[Pointing and labeling entries]

──────────────────────────────

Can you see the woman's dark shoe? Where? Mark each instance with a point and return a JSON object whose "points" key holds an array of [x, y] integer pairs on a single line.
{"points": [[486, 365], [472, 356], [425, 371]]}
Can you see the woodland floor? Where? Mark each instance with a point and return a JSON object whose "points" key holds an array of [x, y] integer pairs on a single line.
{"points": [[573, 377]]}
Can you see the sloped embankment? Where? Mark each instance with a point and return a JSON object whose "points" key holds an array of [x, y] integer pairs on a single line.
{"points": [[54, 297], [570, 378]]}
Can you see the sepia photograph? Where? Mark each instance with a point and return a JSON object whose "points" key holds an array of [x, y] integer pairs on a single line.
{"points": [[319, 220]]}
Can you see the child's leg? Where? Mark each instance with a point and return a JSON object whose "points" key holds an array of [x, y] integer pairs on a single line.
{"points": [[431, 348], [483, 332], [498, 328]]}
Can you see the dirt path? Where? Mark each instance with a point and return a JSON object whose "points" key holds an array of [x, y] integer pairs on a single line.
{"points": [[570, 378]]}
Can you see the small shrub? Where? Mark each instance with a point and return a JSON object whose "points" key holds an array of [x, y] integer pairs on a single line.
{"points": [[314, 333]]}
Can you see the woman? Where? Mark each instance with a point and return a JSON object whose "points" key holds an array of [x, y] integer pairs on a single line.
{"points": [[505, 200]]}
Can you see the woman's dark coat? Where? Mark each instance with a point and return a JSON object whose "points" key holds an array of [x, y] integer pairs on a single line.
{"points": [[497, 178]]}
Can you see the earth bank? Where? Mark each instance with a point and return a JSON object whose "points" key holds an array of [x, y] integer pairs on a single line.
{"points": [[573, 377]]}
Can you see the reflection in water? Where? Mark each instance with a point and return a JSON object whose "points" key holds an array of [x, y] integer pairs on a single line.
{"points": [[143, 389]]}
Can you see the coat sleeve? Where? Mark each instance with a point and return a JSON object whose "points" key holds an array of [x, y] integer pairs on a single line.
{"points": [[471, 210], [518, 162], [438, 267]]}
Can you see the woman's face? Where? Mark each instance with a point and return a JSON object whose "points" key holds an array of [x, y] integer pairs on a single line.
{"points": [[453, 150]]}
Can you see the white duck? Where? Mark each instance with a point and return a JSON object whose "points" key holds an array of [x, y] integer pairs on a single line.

──────────────────────────────

§ **PROMPT**: Return only the lines running from the line with "Can you see the woman?" to the last line of the records, both included, exactly as written.

§ **TASK OUTPUT**:
Can you see the woman? Where? Mark each instance with a point and return a JSON object whose "points" key holds an array of [x, y] integer pairs on a single line.
{"points": [[505, 200]]}
Can you see the woman's dark coat? Where? Mark each instance with a point and return a JSON object whose "points" key holds an array of [x, y] integer pairs on a single line.
{"points": [[497, 178]]}
Can you see the earth bank? Where? Mark each instance with a point and return a JSON object whose "points" key holds an array of [x, y] integer pairs on a single line.
{"points": [[573, 377]]}
Can you see the reflection in water? Where? Mark each instance with a point and return a JSON object whose "points" key holds an array of [x, y] integer pairs on a single line.
{"points": [[143, 389]]}
Can you see the coat sleeve? Where? Mark each instance with a point and return a JSON object whose "points" key holds an array of [x, y] integer pairs on a single line.
{"points": [[471, 210], [518, 162], [438, 267]]}
Can you see the woman's face? Where? Mark each instance with a point and return a JSON object whose "points" key holds an array of [x, y] integer pairs on a single line.
{"points": [[453, 150]]}
Can you see the white duck? Where? Mark each instance with a point and return a JSON object whose "points" key holds an array of [x, y] integer pairs on a single line.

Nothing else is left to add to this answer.